**Dataset entries:**

○ ○ ○ ○ ○ ○ ○

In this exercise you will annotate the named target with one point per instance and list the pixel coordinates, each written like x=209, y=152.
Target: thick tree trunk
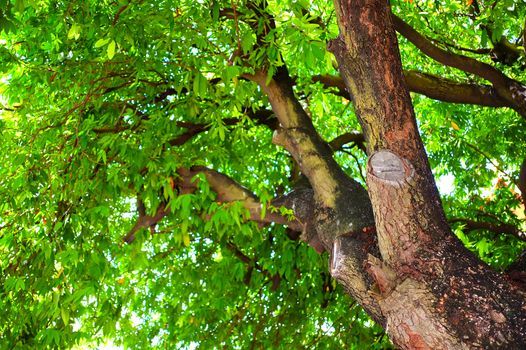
x=431, y=291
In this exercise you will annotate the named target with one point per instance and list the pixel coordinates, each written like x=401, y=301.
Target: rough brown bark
x=432, y=292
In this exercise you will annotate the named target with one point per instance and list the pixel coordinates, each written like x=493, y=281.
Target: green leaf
x=74, y=32
x=101, y=42
x=111, y=49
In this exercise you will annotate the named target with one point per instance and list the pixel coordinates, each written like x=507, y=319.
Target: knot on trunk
x=390, y=168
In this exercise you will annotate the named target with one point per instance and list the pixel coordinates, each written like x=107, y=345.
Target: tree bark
x=431, y=291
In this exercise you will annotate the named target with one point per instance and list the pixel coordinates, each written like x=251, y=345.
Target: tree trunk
x=431, y=292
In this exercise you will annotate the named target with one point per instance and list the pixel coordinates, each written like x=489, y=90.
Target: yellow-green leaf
x=101, y=42
x=111, y=49
x=74, y=32
x=186, y=239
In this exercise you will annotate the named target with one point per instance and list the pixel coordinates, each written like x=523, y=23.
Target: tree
x=164, y=162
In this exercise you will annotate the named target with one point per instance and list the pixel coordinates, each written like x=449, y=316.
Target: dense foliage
x=105, y=101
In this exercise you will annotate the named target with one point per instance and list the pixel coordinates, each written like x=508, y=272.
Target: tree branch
x=510, y=90
x=434, y=87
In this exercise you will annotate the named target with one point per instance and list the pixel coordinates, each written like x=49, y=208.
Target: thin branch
x=432, y=86
x=352, y=137
x=464, y=63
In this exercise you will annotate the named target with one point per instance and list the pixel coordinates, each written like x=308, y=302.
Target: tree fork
x=433, y=293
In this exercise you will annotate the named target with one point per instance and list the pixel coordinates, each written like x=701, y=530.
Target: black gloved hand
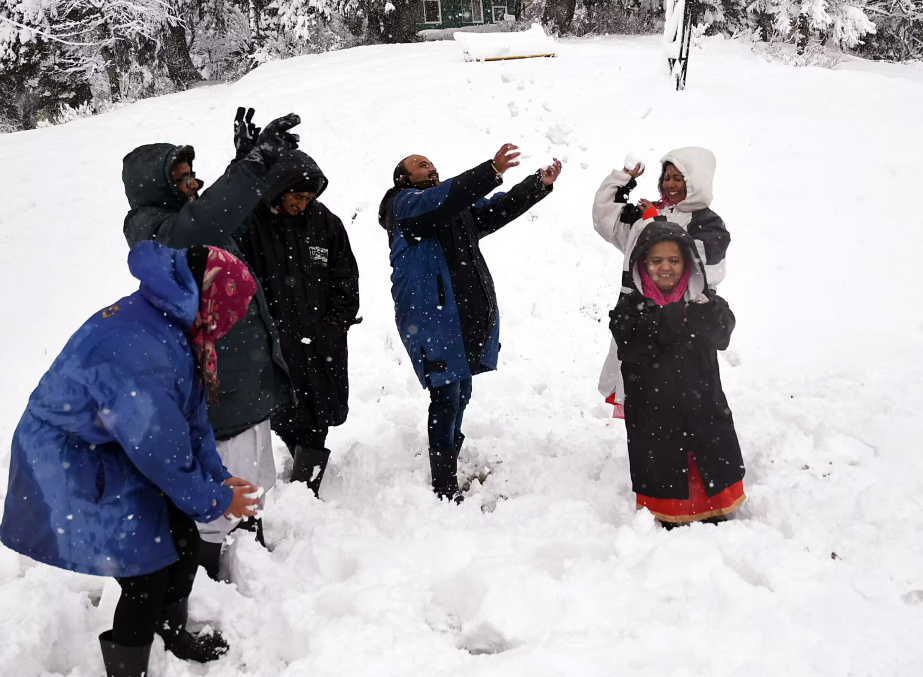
x=245, y=132
x=275, y=139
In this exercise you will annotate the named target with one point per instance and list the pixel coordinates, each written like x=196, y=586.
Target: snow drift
x=546, y=569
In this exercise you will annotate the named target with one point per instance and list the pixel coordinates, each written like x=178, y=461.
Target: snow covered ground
x=546, y=570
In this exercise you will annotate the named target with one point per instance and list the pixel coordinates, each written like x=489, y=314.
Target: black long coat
x=674, y=402
x=311, y=280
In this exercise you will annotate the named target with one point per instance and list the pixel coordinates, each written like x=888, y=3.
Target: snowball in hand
x=632, y=161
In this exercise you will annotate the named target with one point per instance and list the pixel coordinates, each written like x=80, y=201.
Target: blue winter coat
x=445, y=304
x=115, y=428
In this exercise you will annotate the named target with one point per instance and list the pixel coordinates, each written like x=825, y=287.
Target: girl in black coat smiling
x=685, y=459
x=300, y=252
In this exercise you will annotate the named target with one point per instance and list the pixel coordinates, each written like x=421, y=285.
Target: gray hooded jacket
x=252, y=375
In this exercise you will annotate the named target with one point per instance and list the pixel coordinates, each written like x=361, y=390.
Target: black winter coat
x=674, y=402
x=311, y=279
x=252, y=375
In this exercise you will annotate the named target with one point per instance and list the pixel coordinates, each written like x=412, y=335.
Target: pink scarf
x=650, y=290
x=227, y=290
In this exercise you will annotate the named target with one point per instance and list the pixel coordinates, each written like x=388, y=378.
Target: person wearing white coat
x=686, y=190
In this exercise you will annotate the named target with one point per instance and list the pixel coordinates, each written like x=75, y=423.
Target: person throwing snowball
x=444, y=299
x=685, y=186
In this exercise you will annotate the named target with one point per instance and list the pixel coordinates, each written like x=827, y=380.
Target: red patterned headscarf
x=227, y=289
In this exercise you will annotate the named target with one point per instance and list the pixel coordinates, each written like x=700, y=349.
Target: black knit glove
x=245, y=132
x=275, y=139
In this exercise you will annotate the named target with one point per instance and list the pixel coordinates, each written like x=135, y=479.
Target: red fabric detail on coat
x=650, y=290
x=698, y=505
x=227, y=289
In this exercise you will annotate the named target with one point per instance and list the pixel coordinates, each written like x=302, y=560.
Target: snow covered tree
x=898, y=30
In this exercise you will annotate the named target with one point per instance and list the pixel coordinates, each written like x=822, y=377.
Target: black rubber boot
x=309, y=466
x=210, y=559
x=255, y=526
x=444, y=466
x=459, y=441
x=182, y=643
x=124, y=661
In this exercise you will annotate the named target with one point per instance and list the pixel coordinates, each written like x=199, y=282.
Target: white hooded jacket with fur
x=619, y=223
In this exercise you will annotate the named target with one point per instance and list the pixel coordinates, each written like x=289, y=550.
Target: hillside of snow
x=546, y=570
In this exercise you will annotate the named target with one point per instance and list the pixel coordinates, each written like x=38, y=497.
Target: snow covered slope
x=546, y=570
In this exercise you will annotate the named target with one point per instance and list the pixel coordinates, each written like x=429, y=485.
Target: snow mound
x=546, y=569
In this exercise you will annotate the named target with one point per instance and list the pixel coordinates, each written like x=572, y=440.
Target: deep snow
x=546, y=569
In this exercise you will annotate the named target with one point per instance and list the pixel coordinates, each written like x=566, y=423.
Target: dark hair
x=401, y=176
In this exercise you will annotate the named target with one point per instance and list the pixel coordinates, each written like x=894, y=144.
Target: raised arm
x=712, y=240
x=211, y=219
x=343, y=298
x=612, y=215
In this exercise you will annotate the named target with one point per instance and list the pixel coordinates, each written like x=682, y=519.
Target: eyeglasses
x=189, y=180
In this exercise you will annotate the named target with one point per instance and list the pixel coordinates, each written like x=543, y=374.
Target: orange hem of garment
x=695, y=518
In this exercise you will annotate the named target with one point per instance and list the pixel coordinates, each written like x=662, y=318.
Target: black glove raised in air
x=275, y=139
x=245, y=132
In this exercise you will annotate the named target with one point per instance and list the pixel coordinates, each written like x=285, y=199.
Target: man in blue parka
x=114, y=457
x=444, y=299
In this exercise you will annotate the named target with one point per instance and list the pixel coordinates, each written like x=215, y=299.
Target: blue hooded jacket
x=116, y=427
x=445, y=304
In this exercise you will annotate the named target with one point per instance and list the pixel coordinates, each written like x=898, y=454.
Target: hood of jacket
x=657, y=230
x=167, y=283
x=697, y=165
x=146, y=175
x=293, y=166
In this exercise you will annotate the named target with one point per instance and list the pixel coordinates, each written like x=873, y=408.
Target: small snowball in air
x=256, y=494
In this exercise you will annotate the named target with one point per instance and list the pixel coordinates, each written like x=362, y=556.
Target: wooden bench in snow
x=528, y=44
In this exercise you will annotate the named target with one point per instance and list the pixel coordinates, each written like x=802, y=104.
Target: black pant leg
x=143, y=597
x=189, y=547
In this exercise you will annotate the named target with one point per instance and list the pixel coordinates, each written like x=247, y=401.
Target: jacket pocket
x=440, y=288
x=330, y=341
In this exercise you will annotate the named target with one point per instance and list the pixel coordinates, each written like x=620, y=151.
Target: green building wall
x=455, y=13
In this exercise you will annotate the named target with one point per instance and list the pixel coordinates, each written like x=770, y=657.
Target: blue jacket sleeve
x=420, y=213
x=146, y=420
x=503, y=208
x=202, y=438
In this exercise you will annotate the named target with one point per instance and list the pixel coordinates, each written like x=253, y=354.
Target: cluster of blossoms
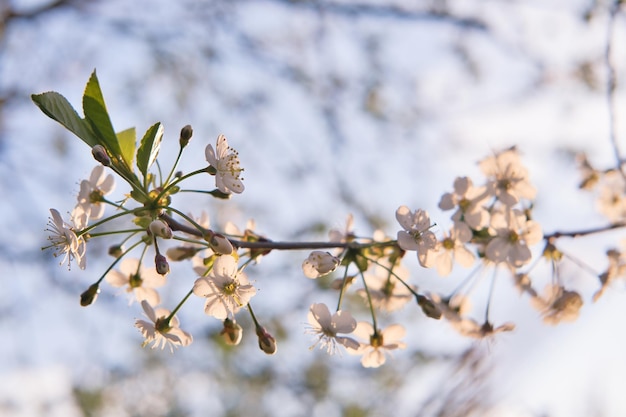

○ ○ ○ ○ ○ ○ ○

**WHAT NEEDS TO BE DONE:** Please print every record exactly, leaving out the pictures.

**RESPONSE BELOW:**
In this exercise you will annotate the named target with one point per instance and list the pixel coordinates, each written like x=209, y=152.
Target: thick tree trunk
x=431, y=291
In this exercise you will annotate the named target with one point per instance and list the pixel coordinates, each written like x=401, y=301.
Target: rough brown bark
x=432, y=292
In this exercise you will annotate the named target with one point per instance and list the pixel coordinates, each written like x=493, y=281.
Target: green leaf
x=74, y=32
x=101, y=42
x=111, y=49
In this exercise you will annotate the named target with one point per instance and list the pixel coordinates, each written like x=507, y=319.
Target: knot on trunk
x=390, y=168
In this exercise you will annotate the named target with one point per instance and list the pixel coordinates, each written like x=107, y=345.
Target: tree bark
x=431, y=291
In this exercise you will annotate the named target with one point per instance and list the pixel coordinates, each written like x=251, y=345.
Target: tree trunk
x=431, y=292
In this exercise you will annotate the named target with one point per instance and list the pixel coordinates, each written like x=489, y=90.
Target: yellow-green leaf
x=101, y=42
x=111, y=49
x=74, y=32
x=186, y=239
In this exercise you will annotate the named target with one point per instance and list the pixel coordinates, each written like x=523, y=23.
Target: tree
x=164, y=162
In this exercise you will annotate the named target with one point per instance and list the pixel coordinates, each written like x=449, y=316.
Target: dense foliage
x=105, y=101
In this exercise you will annotate the named target with one point per instance and list the pixel coordinates, each written like x=508, y=272.
Target: tree branch
x=510, y=90
x=434, y=87
In this exercise you will annotate the named target with one point per instance and list the pixel coordinates, each written like x=49, y=208.
Target: thin branch
x=432, y=86
x=352, y=137
x=464, y=63
In this exercise you will annotate the named target with one point per instance and list the pixel coordinates, each written like x=308, y=302.
Target: tree fork
x=433, y=293
In this exercise you will annotate the named target with one point per instance and list the pixel coordinates, each written like x=701, y=530.
Target: black gloved hand
x=245, y=132
x=275, y=139
In this exercise you will annotate the named target with one point per instance and list the pixel coordinates, each written like x=196, y=586.
Target: snow drift
x=546, y=569
In this exercise you will annotate the named target with one point per instance and list the pixel coordinates, each written like x=178, y=461.
Target: snow covered ground
x=546, y=570
In this exercise you will annotate the named target with one point per instance and list the pixel coordinates, each written like x=489, y=314.
Target: black long coat
x=674, y=402
x=311, y=280
In this exercise you will annotate the named target with one point per instance and list the pixel coordinates, each written like x=888, y=3.
Target: snowball in hand
x=632, y=161
In this exercise you will annotate the named target with one point per instance and list the pixel coordinates, each written like x=80, y=201.
Target: blue winter coat
x=445, y=304
x=115, y=428
In this exercise you will annotate the named target with one point per instance and list the pixel coordinates, each written like x=825, y=287.
Target: girl in black coat smiling
x=685, y=459
x=300, y=252
In this exercise you will annotate the named target with one point per instance and list the pixel coordinates, each written like x=421, y=285.
Target: gray hooded jacket
x=252, y=375
In this exercise you will annotate the named target with one point per instance and list the pixel coordinates, each written like x=361, y=390.
Target: black winter coat
x=674, y=402
x=311, y=279
x=252, y=375
In this exercise you will annotate the named target with one point per instance and list the pixel coordinates, each written like x=412, y=335.
Target: pink scarf
x=650, y=290
x=227, y=290
In this exercise you will annotate the named target with one point per instance and list the pixel coordinates, each written like x=388, y=378.
Target: person wearing white coat
x=686, y=190
In this exercise you will annotate the named target with one point per instance and list the pixel coordinates, each written like x=75, y=423.
Target: person throwing snowball
x=444, y=299
x=685, y=186
In this exercise you will annotate the named target with one point per instance and list the pixel coordinates, each written like x=827, y=380.
Target: red patterned headscarf
x=227, y=289
In this exercise you will annotate the named target with one point per instance and list the pixel coordinates, each written like x=700, y=349.
Target: black knit glove
x=245, y=132
x=275, y=139
In this exercise you will annotate the named target with one point per instance and list the pixel coordinates, each written like x=135, y=479.
Target: red fabric detail on coat
x=650, y=290
x=698, y=505
x=227, y=289
In this exercise you will annotate the named target with one point per instance and list the pixel coordinates, each written like x=302, y=560.
Target: snow covered tree
x=898, y=30
In this exercise you will annotate the named target with one point per instance and list the pixel coordinates, each written like x=822, y=377.
Target: black rubber boot
x=309, y=466
x=210, y=559
x=255, y=526
x=444, y=466
x=459, y=441
x=182, y=643
x=124, y=661
In this exercise you will annotate the named target with one point per instance and list the pixel coordinates, each written like x=199, y=282.
Target: white hooded jacket with fur
x=619, y=223
In this exercise you will annotate the named target with one point per instance and list the pixel coordinates, each written like x=289, y=550.
Target: hillside of snow
x=546, y=570
In this exercise you will annotate the named target with one point per instance and list the pixel coordinates, each written like x=38, y=497.
Target: snow covered slope
x=546, y=570
In this exercise you will annotate the named target with one point per instance and list the pixel coordinates, each written like x=429, y=485.
Target: snow mound
x=546, y=569
In this exercise you will annotate the named target with one point per instance and list the pixel coordinates, each written like x=572, y=440.
Target: deep snow
x=546, y=569
In this exercise you will annotate the named target with one point per instance and list the pixel coordinates, each written like x=566, y=423.
Target: dark hair
x=401, y=176
In this exercise you will annotate the named target with one point per instance and list the pixel coordinates, each written like x=894, y=144.
Target: raised arm
x=712, y=240
x=211, y=219
x=343, y=298
x=612, y=215
In this exercise you will annotate the named target with one point per instance and list the pixel coordinates, each written like x=682, y=519.
Target: eyeglasses
x=189, y=180
In this exercise you will annotate the named target with one point per instance and list the pixel coordinates, each written like x=543, y=374.
Target: orange hem of garment
x=695, y=518
In this exercise you will annotate the named target with one point per instance and list the pixel coordinates, each written like x=662, y=318.
Target: black glove raised in air
x=275, y=139
x=245, y=132
In this exercise you will annotate the named target with one point per instance and list the pixel coordinates, each written like x=285, y=199.
Target: man in blue parka
x=114, y=457
x=444, y=299
In this exercise you will annotate the named target with one point per instance and list the pixel coordinates, each written like x=215, y=299.
Target: blue hooded jacket
x=116, y=427
x=445, y=304
In this exercise you will annotate the named target with one point per instance and list the pixel coordinates, each written like x=898, y=454.
Target: hood of jacket
x=657, y=230
x=167, y=283
x=697, y=165
x=146, y=175
x=293, y=166
In this exercise you will annotate the named target with one point per instance and list the pixel coordinates, each written like x=873, y=408.
Target: small snowball in air
x=256, y=494
In this exercise you will annotate the named target with one point per instance and list the pixel coordinates, each written like x=362, y=556.
Target: wooden bench in snow
x=528, y=44
In this exercise you will annotate the named target with one point per instance and list the pixel coordinates, each written like x=802, y=104.
Target: black pant leg
x=143, y=597
x=189, y=547
In this exercise you will annotate the named target with one point per instance and list the pixel coordinates, each written like x=247, y=401.
Target: jacket pocket
x=440, y=288
x=330, y=341
In this exercise you will annotate the named target with one point per instance and list the pixel coordinates, each written like x=620, y=151.
Target: green building wall
x=455, y=13
In this exercise you will annotate the named target with one point per instance and list the pixel coordinates, each written like x=770, y=657.
Target: blue jacket sleeve
x=420, y=213
x=146, y=420
x=503, y=208
x=202, y=438
In this exercise you will annotate the named target with one point per instance and list the pixel coordinates, each written like x=253, y=354.
Target: cluster of blossoms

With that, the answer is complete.